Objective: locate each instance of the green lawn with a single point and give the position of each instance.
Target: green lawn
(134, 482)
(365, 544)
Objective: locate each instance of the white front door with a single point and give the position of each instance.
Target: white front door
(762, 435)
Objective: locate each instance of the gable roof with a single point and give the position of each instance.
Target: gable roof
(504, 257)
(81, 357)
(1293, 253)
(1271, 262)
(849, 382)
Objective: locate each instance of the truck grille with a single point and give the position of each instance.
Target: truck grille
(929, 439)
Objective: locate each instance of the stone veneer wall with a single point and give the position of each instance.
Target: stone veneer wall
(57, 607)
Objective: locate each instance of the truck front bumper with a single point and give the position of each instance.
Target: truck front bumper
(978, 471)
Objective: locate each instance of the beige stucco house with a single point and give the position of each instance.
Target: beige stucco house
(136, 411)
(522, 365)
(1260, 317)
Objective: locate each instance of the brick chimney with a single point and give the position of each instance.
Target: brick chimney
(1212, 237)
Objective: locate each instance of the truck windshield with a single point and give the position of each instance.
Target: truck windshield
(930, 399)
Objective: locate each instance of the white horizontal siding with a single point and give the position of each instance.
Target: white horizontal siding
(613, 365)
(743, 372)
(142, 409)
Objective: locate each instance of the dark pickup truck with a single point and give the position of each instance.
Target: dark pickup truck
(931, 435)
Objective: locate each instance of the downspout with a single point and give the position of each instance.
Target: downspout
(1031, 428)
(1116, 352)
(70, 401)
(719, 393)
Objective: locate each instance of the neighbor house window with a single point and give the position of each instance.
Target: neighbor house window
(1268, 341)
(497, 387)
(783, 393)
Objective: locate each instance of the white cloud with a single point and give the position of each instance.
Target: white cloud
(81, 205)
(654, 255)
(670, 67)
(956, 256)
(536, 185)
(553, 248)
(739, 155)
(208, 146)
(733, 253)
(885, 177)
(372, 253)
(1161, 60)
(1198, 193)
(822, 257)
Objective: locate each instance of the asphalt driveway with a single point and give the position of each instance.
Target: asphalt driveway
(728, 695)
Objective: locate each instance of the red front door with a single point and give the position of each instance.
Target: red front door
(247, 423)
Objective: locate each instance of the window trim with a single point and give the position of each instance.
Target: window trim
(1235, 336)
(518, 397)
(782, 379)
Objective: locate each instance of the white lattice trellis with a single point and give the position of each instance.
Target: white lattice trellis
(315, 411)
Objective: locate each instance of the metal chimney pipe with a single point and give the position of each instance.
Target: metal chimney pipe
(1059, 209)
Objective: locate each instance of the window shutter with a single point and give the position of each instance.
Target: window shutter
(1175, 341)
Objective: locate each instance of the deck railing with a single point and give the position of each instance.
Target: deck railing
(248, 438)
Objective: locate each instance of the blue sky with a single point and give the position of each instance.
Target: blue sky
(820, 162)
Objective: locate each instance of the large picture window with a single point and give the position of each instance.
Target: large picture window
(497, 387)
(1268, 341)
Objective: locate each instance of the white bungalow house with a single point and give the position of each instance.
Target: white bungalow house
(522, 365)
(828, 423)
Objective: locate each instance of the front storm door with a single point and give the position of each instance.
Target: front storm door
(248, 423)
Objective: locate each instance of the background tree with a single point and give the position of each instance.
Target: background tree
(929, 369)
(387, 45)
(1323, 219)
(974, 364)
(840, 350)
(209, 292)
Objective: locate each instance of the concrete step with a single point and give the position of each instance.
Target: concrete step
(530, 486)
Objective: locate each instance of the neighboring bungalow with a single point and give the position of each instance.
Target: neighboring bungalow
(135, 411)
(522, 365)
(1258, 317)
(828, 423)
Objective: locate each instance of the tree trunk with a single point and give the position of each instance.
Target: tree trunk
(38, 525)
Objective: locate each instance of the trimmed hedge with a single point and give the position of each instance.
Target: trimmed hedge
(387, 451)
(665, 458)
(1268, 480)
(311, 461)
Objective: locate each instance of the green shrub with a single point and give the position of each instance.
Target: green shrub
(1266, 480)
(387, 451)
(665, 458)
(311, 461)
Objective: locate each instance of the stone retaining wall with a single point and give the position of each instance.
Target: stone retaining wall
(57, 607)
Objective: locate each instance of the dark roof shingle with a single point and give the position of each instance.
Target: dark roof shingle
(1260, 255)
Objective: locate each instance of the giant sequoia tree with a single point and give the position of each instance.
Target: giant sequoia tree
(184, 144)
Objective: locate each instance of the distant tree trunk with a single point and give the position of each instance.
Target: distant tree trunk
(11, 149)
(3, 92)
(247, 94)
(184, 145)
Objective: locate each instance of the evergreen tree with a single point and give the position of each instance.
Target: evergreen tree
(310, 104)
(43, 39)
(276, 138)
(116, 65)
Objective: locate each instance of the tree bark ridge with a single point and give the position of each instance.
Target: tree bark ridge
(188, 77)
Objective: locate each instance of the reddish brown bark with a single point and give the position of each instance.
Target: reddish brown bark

---*---

* [INSTRUCTION] Copy every line of the records above verbatim, from the first line to the last.

* [TASK RESULT]
Objective: locate each instance of the green lawn with a single point and give the position of each instance.
Target: green lawn
(134, 482)
(365, 544)
Objective: locate each instance of the white front door with a single point and give the position of each instance.
Target: white front door
(762, 435)
Objective: locate each instance of the gable roof with a single point and give the position of each instance.
Target: gable roof
(504, 257)
(81, 357)
(1293, 253)
(1271, 262)
(849, 382)
Objective: locate each instance of the truck grille with a single point and give the position of each instance.
Target: truck grille
(929, 439)
Objective: locate each instance of the stone veneer wall with a single point and give the position of each instance.
Target: stone veneer wall
(57, 607)
Objective: locate each instance of the truck front bumper with a single point and give the position of each instance.
Target: truck front bumper
(978, 471)
Objective: locate each instance of the beige stucco house with a single point and give the position of each instance.
Target: beige stucco house
(136, 411)
(522, 365)
(1260, 317)
Objective: locate each instance of the brick chimney with a single point and give the position of each instance.
Target: brick chimney
(1212, 237)
Objective: locate each instance of the truck windshield with a single point and give the position of each instance.
Target: truck windshield
(930, 399)
Objective: locate each instance of the white horizontal siding with a single point and give the position of each instance.
Target: white horizontal siding
(613, 365)
(743, 372)
(142, 409)
Objective: locate each instance of the dark pickup truck with a single point and give the position of each instance.
Target: dark pickup truck
(931, 435)
Objective: locate each instance of the downspout with a single point and give the position of each instance.
Target: downspout
(1031, 428)
(1116, 352)
(70, 401)
(719, 393)
Objective: locate each instance of the neighbor house window with a single point and give the position of each instance.
Target: neighbor house window
(1268, 341)
(497, 387)
(783, 393)
Objective: locate each instance of the white cloud with a single point and give the position of each instance.
Target: white cloud
(81, 205)
(654, 255)
(670, 67)
(956, 256)
(536, 185)
(553, 248)
(739, 155)
(208, 146)
(733, 253)
(885, 177)
(372, 253)
(1161, 60)
(1198, 193)
(822, 257)
Objective: locate each instance of the asphalt driveway with a single point and give the position of each instance.
Target: asphalt driveway
(728, 695)
Objective: locate each instance of the red front door with a single point and give the position of each instance.
Target: red front door
(247, 423)
Objective: locate each instance of the window trim with a single point and give the position of each instance.
Target: window trim
(1235, 336)
(518, 397)
(782, 379)
Objective: locate each instance of the white lattice trellis with a single point and give the position of each instance.
Target: white lattice trellis
(315, 411)
Objective: locate each instance of the metal chimney pipe with a single point and give the position of each instance.
Target: metal chimney pipe
(1059, 209)
Objective: locate each instance of the window shutter with a single point and give the position of each instance.
Target: window shutter
(1175, 341)
Objective: locate each instance of the deck railing with a single point and give the position of each instance.
Target: deck railing
(248, 438)
Objective: locate each instance of the blue sky with a single point and give the position of each instance.
Target: blue sky
(820, 162)
Objective: locate each instance of the large picture window with a single point and give the position of each instance.
Target: large picture window
(497, 387)
(1268, 341)
Objective: locate each instance of the white bungalow house with a single point and give the position of each instance.
Target: white bungalow house
(522, 365)
(828, 423)
Objective: locate each instance of the front storm door with a single point and give the position of each instance.
Target: front storm door
(248, 423)
Objective: locate each instance of the background tree with a single point and give the position of each instance.
Target: background tree
(929, 369)
(387, 45)
(1323, 219)
(974, 364)
(840, 350)
(209, 292)
Objective: locate each instance of the concrete step with a single point and give the position of each instance.
Target: concrete step
(530, 486)
Objective: locate each instance of the neighboring bungalow with a single point and give the position of each instance.
Target: neighboring bungalow
(135, 411)
(522, 365)
(1258, 317)
(828, 423)
Objective: locate each instance of the tree trunk with a single point and give the position of each instance.
Target: tree trunk
(38, 525)
Objective: locate each instance of the trimmed hedge with a single point and give the position of each instance.
Target: trimmed hedge
(387, 451)
(665, 458)
(1268, 480)
(311, 461)
Objective: locate each instance of the green shrub with a single point and give the position of each instance.
Target: green shrub
(1266, 480)
(387, 451)
(665, 458)
(311, 461)
Objective: locate each instance of the stone retaining wall with a single point and give the position of each instance.
Target: stone retaining wall
(57, 607)
Objective: locate each instance of the dark roof shingle with a single point and give the position of each instance.
Target: dark roof shingle
(1260, 255)
Objective: locate each instance of the giant sequoia tree with a single point and give the position of each instance.
Target: giant sequoia tree
(184, 144)
Objective: locate each instance of the distant tree trunk with a single point and give the position of each instance.
Target: distant tree trunk
(11, 149)
(3, 92)
(247, 94)
(184, 145)
Objective: locate each instance of the evergreen tree with a single point and give the position of each instance.
Target: evergreen tree
(310, 104)
(43, 39)
(276, 138)
(116, 65)
Objective: locate each instance of the tree bark ridge with a single point and give the position of each instance.
Target: tree bark ridge
(188, 77)
Objective: locate each instance of the reddish brown bark with a single point and give the position of each instance.
Target: reddish brown bark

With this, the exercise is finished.